__EXTRAIT__
J’ai repensé à cette démarche dont j’avais entendu parler au gré de mon parcours et de mes rencontres, le design centré utilisateur. La révolution assumée du user first. Si l’on réfléchit bien, l’approche n’est pas nouvelle, nombre de personnes essaient de l’appliquer instinctivement dans leur métier. Mais c’est bien là que la différence se fait : dans la formalisation de l’idée d’un utilisateur à la base de la réflexion, le passage de l’instinct au regard scientifique. Les pratiques, les techniques se sont affinées pour définir un processus de conception où l’utilisateur est devenu la contrainte originelle.

__CONSIGNES__
A: Indiquez si chacune de ces affirmations concorde avec l’extrait sur le design centré utilisateur, en répondant par oui ou non et en citant mot pour mot les termes qui tranchent : (i) l’approche y est présentée comme entièrement nouvelle ; (ii) la différence tient à la formalisation de l’idée d’un utilisateur à la base de la réflexion ; (iii) dans le processus de conception décrit, l’utilisateur est devenu la contrainte originelle.
B: Prolongez le passage sur le design centré utilisateur à la suite de sa dernière phrase.
Les entrées forment un matériau indépendant de l’extrait.

__DONNÉES BRUTES__
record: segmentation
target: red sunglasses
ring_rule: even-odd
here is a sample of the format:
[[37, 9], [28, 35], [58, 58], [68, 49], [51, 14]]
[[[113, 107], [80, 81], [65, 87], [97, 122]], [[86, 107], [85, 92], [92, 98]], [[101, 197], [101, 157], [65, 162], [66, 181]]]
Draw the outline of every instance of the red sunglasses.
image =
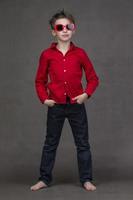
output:
[[64, 30], [65, 27], [67, 28], [67, 30], [73, 31], [75, 29], [75, 24], [72, 24], [72, 23], [66, 24], [66, 25], [56, 24], [54, 26], [54, 30], [56, 30], [56, 31], [62, 31], [62, 30]]

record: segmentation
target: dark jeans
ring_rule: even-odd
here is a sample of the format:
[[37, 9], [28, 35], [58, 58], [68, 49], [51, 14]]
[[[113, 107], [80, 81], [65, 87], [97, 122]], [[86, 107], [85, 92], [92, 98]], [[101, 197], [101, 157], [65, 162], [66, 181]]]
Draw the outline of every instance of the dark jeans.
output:
[[40, 177], [47, 185], [52, 181], [52, 169], [65, 118], [68, 118], [77, 149], [80, 182], [92, 180], [92, 159], [88, 137], [88, 121], [84, 103], [48, 106], [47, 130], [40, 163]]

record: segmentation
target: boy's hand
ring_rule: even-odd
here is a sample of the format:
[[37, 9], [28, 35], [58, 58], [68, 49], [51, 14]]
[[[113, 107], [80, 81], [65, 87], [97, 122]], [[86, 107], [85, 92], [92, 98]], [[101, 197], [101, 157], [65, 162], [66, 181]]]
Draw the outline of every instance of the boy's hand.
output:
[[88, 95], [87, 93], [83, 93], [83, 94], [80, 94], [74, 98], [72, 98], [72, 100], [76, 100], [77, 99], [77, 103], [79, 104], [82, 104], [86, 99], [88, 99]]
[[55, 103], [56, 103], [56, 101], [54, 101], [52, 99], [46, 99], [44, 101], [44, 104], [46, 104], [47, 106], [50, 106], [50, 107], [54, 106]]

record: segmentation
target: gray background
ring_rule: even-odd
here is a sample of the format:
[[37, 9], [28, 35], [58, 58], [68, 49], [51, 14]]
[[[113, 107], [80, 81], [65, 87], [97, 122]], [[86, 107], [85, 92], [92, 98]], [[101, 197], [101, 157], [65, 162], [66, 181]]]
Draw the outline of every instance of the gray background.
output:
[[[75, 16], [73, 41], [90, 56], [100, 85], [85, 102], [97, 190], [79, 185], [76, 148], [65, 121], [53, 186], [32, 192], [39, 175], [47, 107], [36, 95], [40, 52], [53, 41], [49, 18]], [[0, 0], [0, 197], [5, 199], [132, 199], [133, 1]], [[83, 77], [85, 86], [85, 77]]]

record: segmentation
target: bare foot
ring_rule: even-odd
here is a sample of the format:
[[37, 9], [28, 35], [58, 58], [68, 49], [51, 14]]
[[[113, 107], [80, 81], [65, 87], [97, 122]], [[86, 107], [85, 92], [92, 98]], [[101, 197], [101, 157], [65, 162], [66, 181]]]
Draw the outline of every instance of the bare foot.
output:
[[89, 190], [89, 191], [94, 191], [96, 190], [96, 187], [95, 185], [93, 185], [91, 182], [87, 181], [84, 183], [83, 187], [86, 189], [86, 190]]
[[36, 190], [39, 190], [41, 188], [46, 188], [46, 187], [48, 186], [43, 181], [39, 181], [35, 185], [31, 186], [30, 189], [32, 191], [36, 191]]

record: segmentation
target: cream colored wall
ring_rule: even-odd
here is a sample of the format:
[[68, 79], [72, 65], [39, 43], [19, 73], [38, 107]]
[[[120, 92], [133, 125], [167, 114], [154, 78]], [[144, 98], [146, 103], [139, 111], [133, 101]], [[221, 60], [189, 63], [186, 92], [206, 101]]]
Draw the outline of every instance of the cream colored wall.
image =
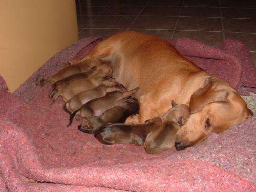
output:
[[78, 39], [75, 0], [0, 0], [0, 75], [11, 92]]

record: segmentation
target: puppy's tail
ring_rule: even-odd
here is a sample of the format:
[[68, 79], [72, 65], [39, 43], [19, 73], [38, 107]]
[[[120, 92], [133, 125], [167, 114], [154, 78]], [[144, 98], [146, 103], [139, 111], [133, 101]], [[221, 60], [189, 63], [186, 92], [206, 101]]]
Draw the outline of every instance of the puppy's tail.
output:
[[96, 133], [96, 130], [94, 130], [92, 129], [88, 129], [83, 127], [81, 125], [78, 126], [78, 130], [83, 132], [84, 133], [88, 133], [89, 134], [95, 134]]
[[123, 98], [125, 98], [130, 96], [131, 95], [134, 94], [136, 91], [139, 89], [139, 87], [137, 87], [135, 89], [134, 89], [132, 90], [130, 90], [123, 93]]
[[69, 117], [69, 123], [67, 125], [67, 127], [68, 127], [70, 125], [71, 125], [71, 124], [72, 124], [72, 121], [73, 121], [73, 119], [74, 119], [74, 117], [75, 117], [75, 115], [76, 115], [76, 113], [78, 111], [79, 111], [80, 109], [78, 109], [77, 110], [75, 111], [74, 112], [73, 112], [71, 115], [70, 115], [70, 117]]

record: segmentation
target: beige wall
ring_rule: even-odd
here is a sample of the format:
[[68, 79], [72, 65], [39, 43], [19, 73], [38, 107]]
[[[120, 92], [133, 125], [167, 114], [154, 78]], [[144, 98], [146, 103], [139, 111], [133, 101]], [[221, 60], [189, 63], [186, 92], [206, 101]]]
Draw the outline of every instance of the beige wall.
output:
[[0, 75], [11, 92], [78, 38], [75, 0], [0, 0]]

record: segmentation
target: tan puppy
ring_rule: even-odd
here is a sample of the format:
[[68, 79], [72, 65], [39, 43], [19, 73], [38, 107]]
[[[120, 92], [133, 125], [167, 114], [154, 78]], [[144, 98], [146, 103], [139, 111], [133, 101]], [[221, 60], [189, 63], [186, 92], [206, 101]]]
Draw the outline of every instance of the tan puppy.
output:
[[144, 146], [146, 152], [158, 154], [174, 146], [175, 135], [189, 117], [189, 108], [172, 101], [172, 106], [161, 118], [162, 124], [147, 135]]
[[102, 62], [101, 59], [96, 58], [91, 58], [77, 64], [67, 65], [48, 79], [42, 79], [40, 81], [41, 86], [44, 86], [45, 84], [49, 82], [54, 83], [65, 77], [76, 73], [86, 72], [90, 70], [92, 67], [98, 66], [101, 64], [102, 64]]
[[94, 89], [78, 93], [66, 103], [65, 107], [70, 112], [73, 113], [87, 102], [97, 98], [103, 97], [107, 93], [114, 91], [124, 92], [126, 90], [124, 87], [120, 85], [109, 87], [101, 84]]
[[53, 84], [52, 88], [49, 90], [49, 97], [52, 98], [54, 94], [56, 93], [57, 89], [60, 90], [61, 89], [64, 89], [66, 87], [73, 82], [84, 79], [89, 76], [95, 74], [96, 73], [95, 71], [98, 72], [98, 71], [100, 70], [100, 68], [93, 67], [89, 71], [87, 72], [76, 73], [65, 77], [59, 81], [55, 82]]
[[[138, 113], [139, 111], [139, 103], [135, 98], [129, 97], [127, 99], [118, 103], [117, 105], [116, 106], [107, 109], [100, 116], [91, 118], [89, 123], [90, 129], [86, 129], [81, 126], [80, 129], [87, 129], [88, 132], [90, 132], [105, 126], [108, 123], [123, 123], [130, 115]], [[94, 132], [91, 134], [93, 133]]]
[[108, 93], [104, 97], [88, 102], [70, 115], [69, 124], [67, 126], [70, 126], [73, 118], [76, 115], [79, 115], [83, 119], [83, 124], [86, 125], [92, 117], [99, 116], [107, 109], [116, 106], [119, 103], [121, 102], [123, 99], [134, 94], [138, 88], [136, 88], [125, 92], [113, 91]]
[[144, 144], [147, 134], [158, 129], [161, 124], [161, 119], [156, 117], [138, 125], [114, 124], [96, 130], [90, 130], [81, 126], [78, 129], [83, 132], [94, 134], [94, 137], [103, 144], [131, 144], [140, 146]]
[[53, 102], [58, 96], [62, 96], [63, 100], [67, 102], [77, 94], [94, 89], [101, 84], [113, 86], [118, 84], [112, 80], [104, 80], [105, 78], [112, 75], [112, 70], [107, 65], [100, 65], [97, 69], [87, 78], [69, 82], [68, 85], [64, 83], [63, 86], [61, 85], [54, 88], [50, 95], [52, 96]]
[[110, 63], [114, 78], [127, 89], [139, 87], [135, 95], [139, 116], [134, 119], [138, 123], [162, 116], [173, 100], [192, 106], [192, 114], [177, 132], [177, 149], [200, 142], [211, 132], [220, 133], [252, 115], [230, 85], [212, 77], [158, 38], [134, 31], [120, 33], [98, 43], [84, 59], [93, 57]]

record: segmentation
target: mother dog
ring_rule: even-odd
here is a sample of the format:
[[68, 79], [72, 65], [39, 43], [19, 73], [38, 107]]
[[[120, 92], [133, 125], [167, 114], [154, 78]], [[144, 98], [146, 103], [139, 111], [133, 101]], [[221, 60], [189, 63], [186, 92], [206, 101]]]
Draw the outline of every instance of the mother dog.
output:
[[97, 45], [83, 59], [96, 57], [111, 63], [116, 80], [136, 97], [140, 123], [164, 114], [170, 101], [187, 104], [190, 116], [178, 130], [175, 147], [185, 148], [220, 133], [253, 115], [237, 91], [183, 57], [169, 42], [134, 31], [118, 33]]

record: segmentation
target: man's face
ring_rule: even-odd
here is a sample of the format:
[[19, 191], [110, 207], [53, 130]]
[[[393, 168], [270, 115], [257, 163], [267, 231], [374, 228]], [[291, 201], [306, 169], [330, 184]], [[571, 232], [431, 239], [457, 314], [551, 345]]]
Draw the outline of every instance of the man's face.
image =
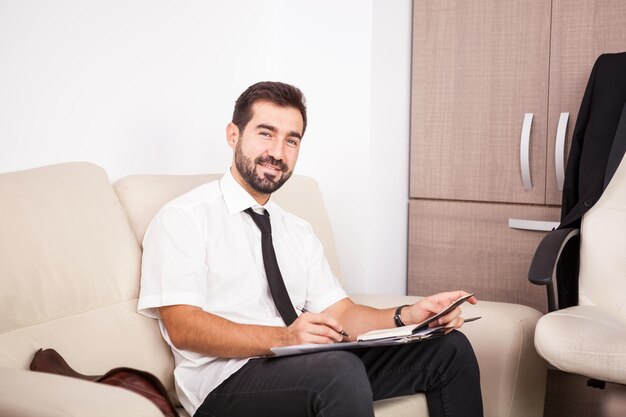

__RÉPONSES__
A:
(i) Non : « l’approche n’est pas nouvelle ».
(ii) Oui : « dans la formalisation de l’idée d’un utilisateur à la base de la réflexion ».
(iii) Oui : « où l’utilisateur est devenu la contrainte originelle ».

B:
Le design centré utilisateur, oui, mais lequel ? Design de produit, design de service, design social… Où se place l’UX design là-dedans ? Et bien en réalité, un peu partout. L’UX a tendance à être raccroché à l’univers numérique, pourtant il est bien plus vaste ; je crois qu’il pourrait être vu comme un approfondissement de la démarche du design centré utilisateur, plutôt que comme l’une de ses composantes. Le point clef de l’UX c’est le x de « experience » qui pousse plus loin encore le travail. On ne parle plus seulement d’usabilité ou d’ergonomie, mais aussi de ce qui se passe avant et après une interaction, du ressenti, des conséquences de cette interaction, bref, de l’expérience de l’utilisateur dans son entièreté. C’est cette globalité qui doit laisser un souvenir à l’usager, qui doit le marquer et le pousser à revenir. L’UX est un travail holistique. Je crois qu’il est essentiel de le garder en tête lorsque l’on s’aventure dans ce domaine.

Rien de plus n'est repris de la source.